_RECORDS TO PROCESS_
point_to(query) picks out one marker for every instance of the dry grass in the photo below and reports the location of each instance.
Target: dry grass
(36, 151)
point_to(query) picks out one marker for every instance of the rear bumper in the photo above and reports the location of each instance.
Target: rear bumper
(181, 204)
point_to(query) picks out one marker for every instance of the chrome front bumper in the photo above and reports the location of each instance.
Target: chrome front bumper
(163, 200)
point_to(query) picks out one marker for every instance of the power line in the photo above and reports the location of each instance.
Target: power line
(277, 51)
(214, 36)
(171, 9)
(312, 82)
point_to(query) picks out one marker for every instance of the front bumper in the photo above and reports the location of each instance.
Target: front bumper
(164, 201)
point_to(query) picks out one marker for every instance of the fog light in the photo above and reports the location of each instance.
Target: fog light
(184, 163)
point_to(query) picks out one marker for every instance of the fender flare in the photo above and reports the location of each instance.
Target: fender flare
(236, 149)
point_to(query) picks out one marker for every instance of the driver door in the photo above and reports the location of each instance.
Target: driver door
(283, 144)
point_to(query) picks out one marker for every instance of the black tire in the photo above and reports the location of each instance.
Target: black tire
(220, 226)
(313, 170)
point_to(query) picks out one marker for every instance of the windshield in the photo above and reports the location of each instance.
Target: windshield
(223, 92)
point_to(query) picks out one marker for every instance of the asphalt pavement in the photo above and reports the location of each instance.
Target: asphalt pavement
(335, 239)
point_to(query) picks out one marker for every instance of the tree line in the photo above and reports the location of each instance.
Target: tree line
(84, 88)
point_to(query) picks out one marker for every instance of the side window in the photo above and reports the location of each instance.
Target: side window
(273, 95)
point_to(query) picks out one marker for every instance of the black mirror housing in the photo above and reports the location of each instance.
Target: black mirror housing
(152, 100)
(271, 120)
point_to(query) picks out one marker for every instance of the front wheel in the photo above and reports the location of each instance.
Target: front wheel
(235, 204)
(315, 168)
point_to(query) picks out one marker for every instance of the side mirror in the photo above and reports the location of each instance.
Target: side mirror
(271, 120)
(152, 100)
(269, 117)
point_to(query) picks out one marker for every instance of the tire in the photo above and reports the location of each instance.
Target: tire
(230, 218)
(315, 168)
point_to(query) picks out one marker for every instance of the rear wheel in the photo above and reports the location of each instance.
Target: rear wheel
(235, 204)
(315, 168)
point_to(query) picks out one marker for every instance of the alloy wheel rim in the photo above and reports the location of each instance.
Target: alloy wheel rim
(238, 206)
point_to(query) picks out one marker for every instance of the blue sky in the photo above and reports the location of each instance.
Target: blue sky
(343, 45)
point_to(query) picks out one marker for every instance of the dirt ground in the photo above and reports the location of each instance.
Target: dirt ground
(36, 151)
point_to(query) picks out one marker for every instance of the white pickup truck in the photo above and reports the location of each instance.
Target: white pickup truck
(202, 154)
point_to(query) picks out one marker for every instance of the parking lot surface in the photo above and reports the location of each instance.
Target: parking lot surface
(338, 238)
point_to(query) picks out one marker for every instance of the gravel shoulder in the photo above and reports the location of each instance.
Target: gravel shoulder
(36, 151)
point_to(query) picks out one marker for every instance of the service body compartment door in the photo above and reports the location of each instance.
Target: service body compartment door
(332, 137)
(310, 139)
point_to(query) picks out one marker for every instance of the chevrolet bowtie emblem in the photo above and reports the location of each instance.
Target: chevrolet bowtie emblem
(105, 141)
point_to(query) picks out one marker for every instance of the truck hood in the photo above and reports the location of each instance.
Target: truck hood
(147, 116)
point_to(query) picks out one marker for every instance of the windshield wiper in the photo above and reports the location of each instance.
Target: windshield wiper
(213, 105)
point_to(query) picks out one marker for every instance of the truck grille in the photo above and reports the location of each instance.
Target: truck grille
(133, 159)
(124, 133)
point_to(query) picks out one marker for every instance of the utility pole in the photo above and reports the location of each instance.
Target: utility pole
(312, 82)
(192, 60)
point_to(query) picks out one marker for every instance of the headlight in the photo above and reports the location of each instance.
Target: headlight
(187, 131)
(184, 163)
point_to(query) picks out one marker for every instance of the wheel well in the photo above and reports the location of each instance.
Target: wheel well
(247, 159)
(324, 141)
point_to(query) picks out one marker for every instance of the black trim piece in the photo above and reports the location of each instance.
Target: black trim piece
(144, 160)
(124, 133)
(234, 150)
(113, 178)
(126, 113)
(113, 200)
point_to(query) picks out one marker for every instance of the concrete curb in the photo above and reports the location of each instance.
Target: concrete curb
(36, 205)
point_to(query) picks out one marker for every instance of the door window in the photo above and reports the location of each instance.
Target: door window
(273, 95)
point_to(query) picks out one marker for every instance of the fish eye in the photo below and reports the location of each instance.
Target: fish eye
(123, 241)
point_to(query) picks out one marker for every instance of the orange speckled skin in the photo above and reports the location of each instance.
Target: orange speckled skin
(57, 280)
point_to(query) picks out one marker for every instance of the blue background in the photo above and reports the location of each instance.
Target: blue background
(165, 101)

_PROBLEM DETAILS_
Reproduce, please, every line of the records above without alteration.

_PROBLEM SOLUTION_
point_to(query) picks out one marker for every instance of the dry grass in the photo below and reports the location of each instance.
Target: dry grass
(36, 151)
point_to(query) picks out one marker for every instance of the rear bumper in the photo above and reports the location of each instance.
Target: rear bumper
(181, 204)
point_to(query) picks out one marker for every instance of the chrome front bumper in the photo above and reports the location of each instance.
Target: chrome front bumper
(163, 200)
point_to(query) picks out one marker for every instance of the power line in the photo above and reports the location of each instance.
Target: power line
(277, 51)
(214, 36)
(171, 9)
(312, 82)
point_to(query) picks out one marker for every instance of the front bumper in the photo above and reports the location of each instance.
Target: front bumper
(164, 201)
point_to(query) picks out one marker for every instance of the fog light in the photo above and reports the location of each instance.
Target: fog light
(184, 163)
point_to(query) picks out one marker for every instance of the fender flare in the photo above and reports the location of each instance.
Target: fender flare
(236, 149)
point_to(query) picks out one marker for every instance of the driver door in the photo above and reports the location of each instance.
Target: driver door
(283, 144)
point_to(query) picks out one marker for every instance of the black tire in the photo above and reports the location of each instance.
Target: black tire
(220, 226)
(313, 170)
point_to(query) picks out one marker for every instance of the windshield in the photo above and reports the location of each instance.
Target: windshield
(223, 92)
point_to(query) picks out one marker for every instance of the asphalt pavement in the photo above and reports the location of each instance.
Target: asphalt pavement
(335, 239)
point_to(query) picks out one marker for every instance of the tree line in the photo above and reports the location of each instance.
Target: tree line
(84, 88)
point_to(query) picks out one marker for every instance of the side window in the photo above and reports the location of each instance.
Target: side window
(273, 95)
point_to(query) picks out one marker for every instance of the black mirror housing in the photo above and reports the location of each instance.
Target: black mirror housing
(152, 100)
(271, 120)
point_to(query) picks out one marker for every instance of the front wheel in the photo above and reports the location of each instance.
Target: front wheel
(235, 204)
(315, 168)
point_to(query) picks out one marker for every instance of the side mirror in the photo above and reports the location of each instance.
Target: side mirror
(271, 120)
(152, 100)
(269, 117)
point_to(query) picks out one marker for every instance of the tire in the photo above and reports the location of each instance.
Target: tire
(230, 218)
(315, 168)
point_to(query) picks out one marker for every instance of the rear wheel in the photo above and reports the location of each instance.
Target: rear wheel
(235, 204)
(315, 168)
point_to(query) picks out one marker for every instance of the alloy wheel rim in the photo above and reports the location of each instance.
Target: alloy wheel rim
(238, 206)
point_to(query) picks out one marker for every instance of the blue sky in the photo above and reports the location of each instance.
Target: blue sky
(343, 45)
point_to(query) picks out one marker for every instance of the dirt ground in the photo above and reports the location of each instance.
Target: dirt ground
(36, 151)
point_to(query) picks out one marker for every instance of the white pickup truck in the photo above and reports the location of each instance.
Target: white pickup truck
(202, 154)
point_to(query) picks out one marker for every instance of the parking lot surface in the photo above and reports the location of each instance.
Target: parking lot surface
(338, 238)
point_to(query) picks out one marker for every instance of the gravel shoulder in the photo above and reports the location of each instance.
Target: gravel shoulder
(36, 151)
point_to(query) picks out one marker for every instance of the service body compartment door in the photo above and reports the location of each instance.
Target: service body compartment door
(332, 137)
(310, 139)
point_to(query) picks out one marker for every instance of the chevrolet bowtie emblem in the photo above and reports the location of each instance.
Target: chevrolet bowtie emblem
(105, 141)
point_to(query) picks out one marker for every instance of the truck hood in the photo above and reports the location of each instance.
Target: truck hood
(147, 116)
point_to(query) picks out one marker for every instance of the windshield wiper in the photo above and reports the location of each instance.
Target: windshield wiper
(213, 105)
point_to(query) picks out one marker for every instance of the truck grille in the photo above and reports the location of each instance.
Target: truck grille
(133, 159)
(124, 133)
point_to(query) picks out one marker for every instance of the utility pole in the photo above and reports the location of each instance.
Target: utility pole
(312, 82)
(192, 60)
point_to(query) picks out one marker for every instance of the headlight in the photo above and reports the location of each instance.
Target: headlight
(187, 131)
(184, 163)
point_to(query) picks out one marker for every instance of the wheel well in the photo above and reports the location of each instance.
Target: wheel well
(247, 159)
(324, 141)
point_to(query) picks out one marker for every instance of the black trim piece in the photo above and reports the location of each instance.
Target: black trim piece
(144, 160)
(124, 133)
(234, 150)
(113, 178)
(126, 113)
(113, 200)
point_to(query) picks out one marker for every instance of the concrete curb in the photo above and reports the location of each instance.
Target: concrete curb
(36, 205)
point_to(query) picks out one marker for every instance of the door window in the photo above and reports the location of each instance.
Target: door window
(273, 95)
point_to(query) picks out one marker for every instance of the fish eye in the photo below and reports the location of each instance.
Target: fish eye
(123, 241)
point_to(query) picks out one marker for every instance of the orange speckled skin in the photo above and reports the location of each instance.
Target: orange speckled skin
(57, 280)
point_to(query) picks out one marker for every instance of the blue background in the photo above and reports the location of each instance.
Target: blue background
(165, 101)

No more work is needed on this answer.